▶ _Problems and tasks_:
1) In the newsgroup post about Oracle Parallel Server, which kinds of applications does Peter Sharman say will be fine under OPS?
2) Carry on the newsgroup exchange about Oracle Parallel Server application development, beginning right after its final sentence.

From: <mark.powell_at_eds.com>
Date: Fri, 15 Jan 1999 15:10:09 GMT
Message-ID: <77nlo8$apq$1@nnrp1.dejanews.com>


Peter, It is possible that some applications may not work as well as others under an OPS environment, but I have yet to see one that was unacceptable. Still, I admit it is possible.

In article <369E9BF2.68C00671_at_us.oracle.com>,   Peter Sharman <psharman_at_us.oracle.com> wrote:
> Mark
>
> I'm afraid I have to disagree with your point that application development doesn't
> change because of OPS. Or at least say that before you get to the application
> development, you need to look at the TYPE of application to determine its
> suitability for OPS. Easily partitionable or read-only apps will be fine. Apps
> that share data across nodes may not be.
>
> Pete
>
> MarkP28665 wrote:
>
> > From: Richard Murphy >>
> > Any recomendations for parallel server application development? Looking for a
> > good reference for creating and porting applications to a parallel system. <<
> >
> > If you are talking about porting to the Oracle Paraller Server as opposed to
> > parallel query then I would suggest:
> >
> > Size each machine big enough to handle the entire application so that if one
> > machine fails the application will still function within acceptable limits,
> > though with noticablily slower reponse time.
> >
> > Make sure you have enough memory to handle the number of PCM locks that your
> > application will need.

▶ _Stored data_:
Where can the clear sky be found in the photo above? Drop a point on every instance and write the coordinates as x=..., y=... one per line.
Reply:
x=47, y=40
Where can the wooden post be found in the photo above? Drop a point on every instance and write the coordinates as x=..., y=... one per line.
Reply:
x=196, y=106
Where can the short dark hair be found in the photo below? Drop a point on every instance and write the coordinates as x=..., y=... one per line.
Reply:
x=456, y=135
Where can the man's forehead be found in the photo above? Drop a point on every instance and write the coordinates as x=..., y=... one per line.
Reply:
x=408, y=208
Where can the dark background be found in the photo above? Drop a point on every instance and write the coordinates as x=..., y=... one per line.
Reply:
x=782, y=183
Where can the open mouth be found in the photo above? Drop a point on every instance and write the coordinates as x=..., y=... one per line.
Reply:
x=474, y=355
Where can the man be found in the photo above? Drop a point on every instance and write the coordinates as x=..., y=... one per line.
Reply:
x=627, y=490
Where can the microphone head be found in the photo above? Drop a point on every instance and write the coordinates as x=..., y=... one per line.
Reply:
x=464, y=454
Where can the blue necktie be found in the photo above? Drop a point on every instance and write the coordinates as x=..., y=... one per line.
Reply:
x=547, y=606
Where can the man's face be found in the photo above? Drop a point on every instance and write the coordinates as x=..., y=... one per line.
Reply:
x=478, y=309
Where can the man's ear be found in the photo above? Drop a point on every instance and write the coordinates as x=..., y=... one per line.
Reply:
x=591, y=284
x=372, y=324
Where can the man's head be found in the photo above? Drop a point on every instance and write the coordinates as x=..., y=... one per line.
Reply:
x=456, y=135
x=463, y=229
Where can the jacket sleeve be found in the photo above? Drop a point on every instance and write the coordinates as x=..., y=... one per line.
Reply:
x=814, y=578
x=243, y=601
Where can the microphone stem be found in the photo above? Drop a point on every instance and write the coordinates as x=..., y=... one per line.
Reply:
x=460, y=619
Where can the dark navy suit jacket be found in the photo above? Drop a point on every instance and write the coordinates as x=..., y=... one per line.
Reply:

▶ _Answers to the problems_:
1) Easily partitionable or read-only applications.

2)
> >
> > Do not allow round robin PCM lock assignment, but instead manually assign locks
> > to every file using the gc_files_to_locks init.ora parameter.
> >
> > Try to separate sub-sections of your application table into groups where all
> > updaters come from one machine.
> >
> > Use OS level file stripping.
> >
> > If you are using one of the versions of UNIX that I have heard can support OPS
> > on other than raw partitions, use raw partitions anyway, unless the benefits of
> > the other file system are truely monumental.
> >
> > Make your temporary segment tablespace, usually called temp or tmp a
> > non--permanent tablespace: "alter tablespace tmp temporary;"
> >
> > Read the Oracle Parallel Server Concepts manual that comes starting with ver.
> > 7.3+
> >
> > Application development really does not change because of OPS unless the
> > application needs common OS level files. This could require the need to NFS
> > mount files which creates a single point of failure if the machine where the
> > files reside fails.
> >
> > I have been working with OPS for at least four years; it is not much different
> > from regular Oracle since we have several systems and we manage and design for
> > all of them using pretty much the same techniques and rules.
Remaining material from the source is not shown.